Labeled region listing:
-- START --
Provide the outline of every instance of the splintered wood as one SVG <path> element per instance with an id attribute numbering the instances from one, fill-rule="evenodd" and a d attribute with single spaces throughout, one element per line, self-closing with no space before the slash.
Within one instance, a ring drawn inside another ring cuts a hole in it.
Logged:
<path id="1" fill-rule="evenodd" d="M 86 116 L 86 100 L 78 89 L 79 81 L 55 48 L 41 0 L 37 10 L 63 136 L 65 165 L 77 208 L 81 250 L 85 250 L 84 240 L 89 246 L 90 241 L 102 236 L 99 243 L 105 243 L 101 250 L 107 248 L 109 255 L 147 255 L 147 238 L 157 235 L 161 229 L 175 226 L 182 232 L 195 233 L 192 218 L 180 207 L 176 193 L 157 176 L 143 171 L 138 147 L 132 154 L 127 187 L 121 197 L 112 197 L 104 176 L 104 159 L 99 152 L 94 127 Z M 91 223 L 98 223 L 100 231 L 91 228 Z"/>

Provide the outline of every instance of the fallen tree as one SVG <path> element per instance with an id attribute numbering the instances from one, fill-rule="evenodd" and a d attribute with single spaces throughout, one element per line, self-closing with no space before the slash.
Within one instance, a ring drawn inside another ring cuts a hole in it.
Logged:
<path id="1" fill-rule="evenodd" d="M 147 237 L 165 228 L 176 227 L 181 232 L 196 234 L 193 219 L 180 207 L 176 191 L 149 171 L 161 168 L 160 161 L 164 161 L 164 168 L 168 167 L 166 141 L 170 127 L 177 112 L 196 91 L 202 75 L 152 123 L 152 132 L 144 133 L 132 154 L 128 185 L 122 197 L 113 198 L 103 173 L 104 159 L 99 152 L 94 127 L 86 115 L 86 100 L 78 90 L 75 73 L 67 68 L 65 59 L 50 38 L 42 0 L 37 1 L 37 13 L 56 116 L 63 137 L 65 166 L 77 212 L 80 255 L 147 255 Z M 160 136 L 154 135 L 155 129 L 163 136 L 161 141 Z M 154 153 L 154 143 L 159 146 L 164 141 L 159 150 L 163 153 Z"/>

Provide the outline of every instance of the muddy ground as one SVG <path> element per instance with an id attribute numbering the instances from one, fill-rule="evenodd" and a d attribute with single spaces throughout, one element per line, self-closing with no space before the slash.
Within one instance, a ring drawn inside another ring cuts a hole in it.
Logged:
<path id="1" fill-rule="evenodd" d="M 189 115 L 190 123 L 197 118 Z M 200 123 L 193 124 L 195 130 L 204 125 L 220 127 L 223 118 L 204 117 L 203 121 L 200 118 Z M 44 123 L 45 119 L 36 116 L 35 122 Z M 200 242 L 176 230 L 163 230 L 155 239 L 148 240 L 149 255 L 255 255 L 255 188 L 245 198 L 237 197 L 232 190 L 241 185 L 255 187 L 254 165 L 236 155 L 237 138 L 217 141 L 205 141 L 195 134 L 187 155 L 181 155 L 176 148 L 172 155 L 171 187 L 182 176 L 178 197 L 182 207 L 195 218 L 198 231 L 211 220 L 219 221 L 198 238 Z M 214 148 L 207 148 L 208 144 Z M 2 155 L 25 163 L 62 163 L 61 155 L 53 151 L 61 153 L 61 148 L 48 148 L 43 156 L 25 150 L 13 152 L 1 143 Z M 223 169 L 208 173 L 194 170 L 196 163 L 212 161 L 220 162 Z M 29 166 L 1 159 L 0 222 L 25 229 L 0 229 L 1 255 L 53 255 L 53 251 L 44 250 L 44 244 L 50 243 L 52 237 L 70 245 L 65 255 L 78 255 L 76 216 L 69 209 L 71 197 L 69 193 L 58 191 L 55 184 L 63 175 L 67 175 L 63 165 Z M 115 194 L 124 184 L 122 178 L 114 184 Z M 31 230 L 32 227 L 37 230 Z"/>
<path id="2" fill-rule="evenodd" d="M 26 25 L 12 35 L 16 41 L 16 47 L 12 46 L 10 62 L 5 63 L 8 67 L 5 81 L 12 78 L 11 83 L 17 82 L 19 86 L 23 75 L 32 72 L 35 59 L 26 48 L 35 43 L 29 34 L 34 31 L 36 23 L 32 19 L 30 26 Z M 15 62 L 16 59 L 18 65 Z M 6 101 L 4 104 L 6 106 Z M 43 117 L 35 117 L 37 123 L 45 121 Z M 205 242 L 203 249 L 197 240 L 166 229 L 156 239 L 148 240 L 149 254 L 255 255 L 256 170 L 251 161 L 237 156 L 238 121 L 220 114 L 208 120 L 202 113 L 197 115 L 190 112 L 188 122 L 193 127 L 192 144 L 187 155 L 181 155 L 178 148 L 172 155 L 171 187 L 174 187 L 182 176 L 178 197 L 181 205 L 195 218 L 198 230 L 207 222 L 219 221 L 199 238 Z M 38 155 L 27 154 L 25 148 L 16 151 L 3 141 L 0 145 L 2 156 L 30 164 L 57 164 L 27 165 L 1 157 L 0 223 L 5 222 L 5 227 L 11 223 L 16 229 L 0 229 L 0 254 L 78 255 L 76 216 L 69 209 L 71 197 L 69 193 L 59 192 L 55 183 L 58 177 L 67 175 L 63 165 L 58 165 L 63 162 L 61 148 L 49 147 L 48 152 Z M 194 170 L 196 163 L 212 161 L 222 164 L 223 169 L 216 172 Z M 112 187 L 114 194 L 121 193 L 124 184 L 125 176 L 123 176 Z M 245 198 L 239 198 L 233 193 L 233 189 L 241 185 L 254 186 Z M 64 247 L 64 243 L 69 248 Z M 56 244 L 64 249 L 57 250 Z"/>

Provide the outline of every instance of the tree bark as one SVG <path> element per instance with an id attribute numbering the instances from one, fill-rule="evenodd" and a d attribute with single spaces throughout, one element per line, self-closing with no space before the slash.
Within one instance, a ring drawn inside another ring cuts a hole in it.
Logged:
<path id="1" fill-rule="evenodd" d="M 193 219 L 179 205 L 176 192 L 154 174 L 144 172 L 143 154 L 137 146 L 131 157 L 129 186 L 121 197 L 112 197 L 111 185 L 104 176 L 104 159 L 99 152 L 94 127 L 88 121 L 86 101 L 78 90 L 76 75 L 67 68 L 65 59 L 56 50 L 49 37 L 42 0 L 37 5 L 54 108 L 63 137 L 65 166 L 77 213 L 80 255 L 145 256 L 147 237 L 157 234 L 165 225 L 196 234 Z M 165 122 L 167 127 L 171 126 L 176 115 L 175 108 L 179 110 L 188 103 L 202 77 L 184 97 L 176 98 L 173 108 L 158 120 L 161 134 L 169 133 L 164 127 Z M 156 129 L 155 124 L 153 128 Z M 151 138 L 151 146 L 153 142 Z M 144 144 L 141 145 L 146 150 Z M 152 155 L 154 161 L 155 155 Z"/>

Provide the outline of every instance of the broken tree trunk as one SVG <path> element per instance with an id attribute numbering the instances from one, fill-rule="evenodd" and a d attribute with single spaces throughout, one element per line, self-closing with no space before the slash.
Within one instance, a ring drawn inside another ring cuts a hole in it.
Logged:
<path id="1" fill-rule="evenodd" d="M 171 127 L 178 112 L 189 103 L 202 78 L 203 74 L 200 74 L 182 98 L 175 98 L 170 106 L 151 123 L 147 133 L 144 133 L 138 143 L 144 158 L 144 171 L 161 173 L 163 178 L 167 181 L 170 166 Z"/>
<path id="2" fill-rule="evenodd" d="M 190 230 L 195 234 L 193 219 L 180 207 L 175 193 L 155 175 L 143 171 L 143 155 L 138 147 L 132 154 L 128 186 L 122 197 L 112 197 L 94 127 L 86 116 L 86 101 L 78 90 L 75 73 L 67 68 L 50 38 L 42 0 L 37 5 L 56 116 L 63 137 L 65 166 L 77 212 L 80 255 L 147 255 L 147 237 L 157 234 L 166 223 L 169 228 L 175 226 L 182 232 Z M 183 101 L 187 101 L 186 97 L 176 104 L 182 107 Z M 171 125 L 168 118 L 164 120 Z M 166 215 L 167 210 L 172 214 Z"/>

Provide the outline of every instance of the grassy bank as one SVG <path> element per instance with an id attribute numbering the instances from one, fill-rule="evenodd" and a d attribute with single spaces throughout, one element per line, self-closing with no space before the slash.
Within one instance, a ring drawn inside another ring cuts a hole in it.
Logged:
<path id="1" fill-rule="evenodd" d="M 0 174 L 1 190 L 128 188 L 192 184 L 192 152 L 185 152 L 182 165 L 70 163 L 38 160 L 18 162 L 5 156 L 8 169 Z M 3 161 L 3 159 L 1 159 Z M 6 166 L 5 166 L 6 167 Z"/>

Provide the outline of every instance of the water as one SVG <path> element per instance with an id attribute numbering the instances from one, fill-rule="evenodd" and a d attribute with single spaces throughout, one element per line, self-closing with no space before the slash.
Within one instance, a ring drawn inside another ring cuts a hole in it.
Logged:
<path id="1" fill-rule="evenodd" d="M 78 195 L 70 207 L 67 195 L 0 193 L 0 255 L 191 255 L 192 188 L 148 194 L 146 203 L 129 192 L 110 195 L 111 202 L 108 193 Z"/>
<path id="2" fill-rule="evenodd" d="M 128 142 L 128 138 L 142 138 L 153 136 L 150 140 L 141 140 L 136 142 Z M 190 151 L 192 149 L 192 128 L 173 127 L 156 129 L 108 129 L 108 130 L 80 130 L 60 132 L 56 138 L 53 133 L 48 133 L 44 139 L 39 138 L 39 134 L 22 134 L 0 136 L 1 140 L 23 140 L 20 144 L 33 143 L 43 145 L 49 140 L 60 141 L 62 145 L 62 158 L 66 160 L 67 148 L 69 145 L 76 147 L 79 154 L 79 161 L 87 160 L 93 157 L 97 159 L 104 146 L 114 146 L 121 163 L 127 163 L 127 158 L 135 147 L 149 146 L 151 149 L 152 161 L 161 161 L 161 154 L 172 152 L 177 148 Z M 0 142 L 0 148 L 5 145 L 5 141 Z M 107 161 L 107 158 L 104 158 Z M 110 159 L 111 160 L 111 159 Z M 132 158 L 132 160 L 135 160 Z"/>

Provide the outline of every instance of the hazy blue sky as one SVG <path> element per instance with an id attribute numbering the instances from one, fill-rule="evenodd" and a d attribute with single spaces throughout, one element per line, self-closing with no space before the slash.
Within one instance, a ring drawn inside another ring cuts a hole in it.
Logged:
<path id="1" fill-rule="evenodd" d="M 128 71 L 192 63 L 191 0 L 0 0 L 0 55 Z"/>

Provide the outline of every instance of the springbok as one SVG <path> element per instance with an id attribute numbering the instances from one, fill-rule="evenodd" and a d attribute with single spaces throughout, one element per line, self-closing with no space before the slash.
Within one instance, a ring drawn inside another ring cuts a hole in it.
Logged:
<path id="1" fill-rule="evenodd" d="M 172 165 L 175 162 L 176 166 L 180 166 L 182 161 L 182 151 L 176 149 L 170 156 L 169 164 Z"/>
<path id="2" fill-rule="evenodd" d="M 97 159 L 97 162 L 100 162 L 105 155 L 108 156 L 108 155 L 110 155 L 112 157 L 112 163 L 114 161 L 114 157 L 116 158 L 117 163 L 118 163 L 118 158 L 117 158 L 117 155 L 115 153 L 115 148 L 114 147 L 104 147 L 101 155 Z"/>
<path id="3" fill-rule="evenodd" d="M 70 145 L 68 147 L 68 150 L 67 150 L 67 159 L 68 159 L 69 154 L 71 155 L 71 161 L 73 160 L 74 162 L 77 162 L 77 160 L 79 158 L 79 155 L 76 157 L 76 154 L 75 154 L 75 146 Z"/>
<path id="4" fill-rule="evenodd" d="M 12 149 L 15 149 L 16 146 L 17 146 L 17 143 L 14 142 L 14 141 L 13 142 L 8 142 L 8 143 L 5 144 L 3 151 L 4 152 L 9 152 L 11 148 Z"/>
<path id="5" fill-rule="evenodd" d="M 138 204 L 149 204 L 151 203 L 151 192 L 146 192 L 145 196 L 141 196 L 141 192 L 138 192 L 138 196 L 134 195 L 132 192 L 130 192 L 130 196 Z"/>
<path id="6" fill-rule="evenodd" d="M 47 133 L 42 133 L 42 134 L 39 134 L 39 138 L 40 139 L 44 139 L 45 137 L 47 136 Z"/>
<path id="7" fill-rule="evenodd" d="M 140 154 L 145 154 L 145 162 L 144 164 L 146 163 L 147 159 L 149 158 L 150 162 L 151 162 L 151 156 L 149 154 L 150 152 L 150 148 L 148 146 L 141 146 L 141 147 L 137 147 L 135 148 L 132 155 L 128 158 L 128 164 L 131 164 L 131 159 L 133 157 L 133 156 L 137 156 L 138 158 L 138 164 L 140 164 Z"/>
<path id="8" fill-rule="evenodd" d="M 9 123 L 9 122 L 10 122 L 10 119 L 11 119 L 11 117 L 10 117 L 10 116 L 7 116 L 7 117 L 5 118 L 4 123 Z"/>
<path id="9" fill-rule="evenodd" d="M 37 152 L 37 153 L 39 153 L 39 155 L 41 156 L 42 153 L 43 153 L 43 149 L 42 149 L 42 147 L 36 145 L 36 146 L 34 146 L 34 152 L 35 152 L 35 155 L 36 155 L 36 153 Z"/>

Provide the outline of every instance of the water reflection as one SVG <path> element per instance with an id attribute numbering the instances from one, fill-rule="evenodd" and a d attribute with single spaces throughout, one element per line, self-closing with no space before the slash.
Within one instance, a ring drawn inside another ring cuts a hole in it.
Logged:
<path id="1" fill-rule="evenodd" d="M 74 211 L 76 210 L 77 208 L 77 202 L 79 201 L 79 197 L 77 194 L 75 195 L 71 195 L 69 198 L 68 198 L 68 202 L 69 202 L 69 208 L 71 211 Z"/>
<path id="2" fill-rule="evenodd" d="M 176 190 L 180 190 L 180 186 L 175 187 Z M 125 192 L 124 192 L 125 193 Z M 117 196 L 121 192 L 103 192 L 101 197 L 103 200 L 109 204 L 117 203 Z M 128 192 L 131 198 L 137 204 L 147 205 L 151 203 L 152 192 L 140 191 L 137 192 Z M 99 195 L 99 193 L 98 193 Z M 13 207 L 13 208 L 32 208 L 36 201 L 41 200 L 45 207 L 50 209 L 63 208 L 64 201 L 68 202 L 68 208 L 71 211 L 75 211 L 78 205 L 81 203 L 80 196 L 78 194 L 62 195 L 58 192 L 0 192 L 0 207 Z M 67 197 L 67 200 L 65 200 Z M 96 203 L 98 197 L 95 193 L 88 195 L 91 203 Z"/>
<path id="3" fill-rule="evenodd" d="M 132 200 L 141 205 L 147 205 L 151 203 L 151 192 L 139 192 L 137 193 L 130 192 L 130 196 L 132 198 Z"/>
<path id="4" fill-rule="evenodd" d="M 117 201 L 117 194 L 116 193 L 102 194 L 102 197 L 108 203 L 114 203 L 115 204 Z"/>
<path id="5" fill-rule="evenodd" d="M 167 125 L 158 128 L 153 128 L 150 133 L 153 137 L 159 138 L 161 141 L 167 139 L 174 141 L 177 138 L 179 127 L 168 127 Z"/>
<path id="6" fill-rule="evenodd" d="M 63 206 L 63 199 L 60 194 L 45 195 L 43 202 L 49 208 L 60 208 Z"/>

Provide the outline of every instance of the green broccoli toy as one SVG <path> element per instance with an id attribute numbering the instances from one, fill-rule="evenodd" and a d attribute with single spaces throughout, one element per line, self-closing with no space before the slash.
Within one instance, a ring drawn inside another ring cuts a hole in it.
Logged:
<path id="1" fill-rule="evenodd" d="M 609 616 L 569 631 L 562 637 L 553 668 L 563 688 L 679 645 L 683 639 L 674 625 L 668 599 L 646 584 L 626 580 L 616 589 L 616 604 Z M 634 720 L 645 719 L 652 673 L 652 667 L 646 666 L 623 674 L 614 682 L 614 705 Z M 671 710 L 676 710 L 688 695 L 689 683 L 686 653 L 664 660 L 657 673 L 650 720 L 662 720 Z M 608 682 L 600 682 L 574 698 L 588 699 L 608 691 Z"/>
-- END --
REQUIREMENT: Reproduce the listing verbatim, from its first line up to and including the line containing "147 237 L 165".

ANSWER FOR THIS EXERCISE:
Provide the outline of every instance of the splintered wood as one SVG <path> element per instance with an id attribute numbering the instances from one, fill-rule="evenodd" and a d attribute with single spaces throughout, one element per line, self-closing with no space before the slash.
Within one instance, a ring drawn inside another ring cuts a hole in it.
Logged:
<path id="1" fill-rule="evenodd" d="M 86 116 L 86 100 L 78 89 L 79 81 L 55 48 L 41 0 L 37 10 L 63 136 L 65 165 L 77 208 L 81 250 L 85 250 L 84 240 L 89 246 L 90 241 L 102 236 L 99 243 L 105 243 L 101 250 L 107 248 L 109 255 L 147 255 L 147 238 L 157 235 L 161 229 L 175 226 L 182 232 L 195 233 L 192 218 L 180 207 L 176 193 L 157 176 L 143 171 L 138 147 L 132 154 L 127 187 L 121 197 L 112 197 L 104 176 L 104 159 L 99 152 L 94 127 Z M 91 223 L 98 223 L 100 231 L 91 228 Z"/>

Provide the outline of every instance of the fallen tree as one SVG <path> element per instance with an id attribute numbering the instances from one, fill-rule="evenodd" and a d attribute with single spaces throughout, one element per line, self-closing with no space before the slash.
Within one instance, a ring drawn inside another ring cuts a hole in it.
Logged:
<path id="1" fill-rule="evenodd" d="M 147 237 L 165 228 L 176 227 L 181 232 L 196 234 L 193 219 L 180 207 L 176 191 L 149 171 L 161 168 L 160 161 L 164 161 L 164 168 L 168 167 L 166 141 L 170 127 L 177 112 L 196 91 L 202 75 L 152 123 L 152 132 L 144 133 L 132 154 L 128 185 L 122 197 L 113 198 L 103 173 L 104 159 L 99 152 L 94 127 L 86 115 L 86 100 L 78 90 L 75 73 L 67 68 L 65 59 L 50 38 L 42 0 L 37 1 L 37 13 L 56 116 L 63 137 L 65 166 L 77 212 L 80 255 L 147 255 Z M 160 136 L 154 135 L 155 129 L 163 136 L 161 141 Z M 154 153 L 154 143 L 159 146 L 164 141 L 159 150 L 163 153 Z"/>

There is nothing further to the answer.